▸ **PROBLEM REQUIREMENTS**
Rescale the records from the line containing "Objective — set a marker on each instance of the balloon" through the last line, inclusive, and give only those lines. Repeat every line, including the requests, but multiply each coordinate in the answers by 0.7 and round to the nearest whole number, with halves rounded up.

(Excerpts from point annotation data)
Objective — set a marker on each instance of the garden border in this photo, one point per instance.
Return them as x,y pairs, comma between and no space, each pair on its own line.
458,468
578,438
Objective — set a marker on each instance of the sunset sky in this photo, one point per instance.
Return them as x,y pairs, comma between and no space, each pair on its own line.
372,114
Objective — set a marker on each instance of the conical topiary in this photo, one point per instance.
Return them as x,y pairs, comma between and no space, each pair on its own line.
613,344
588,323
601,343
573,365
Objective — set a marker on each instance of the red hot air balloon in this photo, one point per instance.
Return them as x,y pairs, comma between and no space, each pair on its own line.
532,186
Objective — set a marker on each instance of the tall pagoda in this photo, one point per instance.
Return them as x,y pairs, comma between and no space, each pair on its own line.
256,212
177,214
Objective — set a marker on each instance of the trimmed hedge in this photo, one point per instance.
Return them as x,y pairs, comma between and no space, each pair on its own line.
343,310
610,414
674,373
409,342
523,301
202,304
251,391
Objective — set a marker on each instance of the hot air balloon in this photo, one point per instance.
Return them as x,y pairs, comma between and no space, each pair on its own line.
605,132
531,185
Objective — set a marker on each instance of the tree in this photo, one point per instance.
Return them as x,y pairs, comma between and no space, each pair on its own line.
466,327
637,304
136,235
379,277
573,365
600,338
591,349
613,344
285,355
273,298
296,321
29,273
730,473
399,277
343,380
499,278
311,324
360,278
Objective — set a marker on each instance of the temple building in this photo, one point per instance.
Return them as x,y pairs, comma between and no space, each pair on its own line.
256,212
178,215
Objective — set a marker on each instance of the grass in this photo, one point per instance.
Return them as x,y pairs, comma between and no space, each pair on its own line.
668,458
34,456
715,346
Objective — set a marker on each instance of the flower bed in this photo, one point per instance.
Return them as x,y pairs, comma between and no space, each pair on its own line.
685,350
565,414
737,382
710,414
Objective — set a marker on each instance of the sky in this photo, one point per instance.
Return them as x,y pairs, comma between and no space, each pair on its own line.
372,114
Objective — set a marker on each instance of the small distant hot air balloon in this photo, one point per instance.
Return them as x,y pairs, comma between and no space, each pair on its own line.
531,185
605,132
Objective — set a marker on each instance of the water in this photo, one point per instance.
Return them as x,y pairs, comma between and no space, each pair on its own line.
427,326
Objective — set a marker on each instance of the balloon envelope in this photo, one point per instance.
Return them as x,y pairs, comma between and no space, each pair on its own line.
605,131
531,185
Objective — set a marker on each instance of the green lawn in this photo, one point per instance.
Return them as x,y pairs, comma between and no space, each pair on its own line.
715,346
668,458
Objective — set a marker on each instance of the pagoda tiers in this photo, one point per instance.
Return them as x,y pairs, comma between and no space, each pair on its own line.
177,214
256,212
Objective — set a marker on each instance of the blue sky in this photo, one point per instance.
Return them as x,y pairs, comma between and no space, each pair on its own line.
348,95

▸ **EXERCISE ANSWER**
Objective — set a marker on each instance of the balloon envelope in this photo, one point per instance.
Return them as x,y pairs, comma between and no space, each pair on its own line.
424,92
372,130
Objective — set a marker on each instance of the green lawn in this photo, one point per instance.
Return them as x,y pairs, comma between and no space, each pair on its own line.
501,242
468,321
Objective — set a marker on each instance of the pagoda tiers in this photo, one point per instance.
Return them as x,y pairs, comma between and no space, each pair on its own line.
124,150
179,148
Objective — set a marker on each instance of the blue sky in this photo, one point per instance.
Return them as x,y pairs, comma between and no space, each pair on its own line.
244,67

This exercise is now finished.